## PROMPT:
Copy all the records exactly; the complete set is the expected result.

## SOURCE RECORDS:
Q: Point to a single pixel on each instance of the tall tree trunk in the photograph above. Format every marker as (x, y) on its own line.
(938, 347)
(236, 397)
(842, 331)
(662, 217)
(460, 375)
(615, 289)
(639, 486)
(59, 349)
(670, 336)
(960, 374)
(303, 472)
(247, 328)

## SOLUTION FOR THIS TASK:
Q: Point to a single pixel on each instance of the tall tree trunk in the photograph above. Format every marker as (x, y) on its own line.
(938, 347)
(236, 397)
(842, 331)
(662, 217)
(460, 375)
(615, 289)
(639, 486)
(59, 349)
(670, 336)
(960, 374)
(303, 472)
(247, 328)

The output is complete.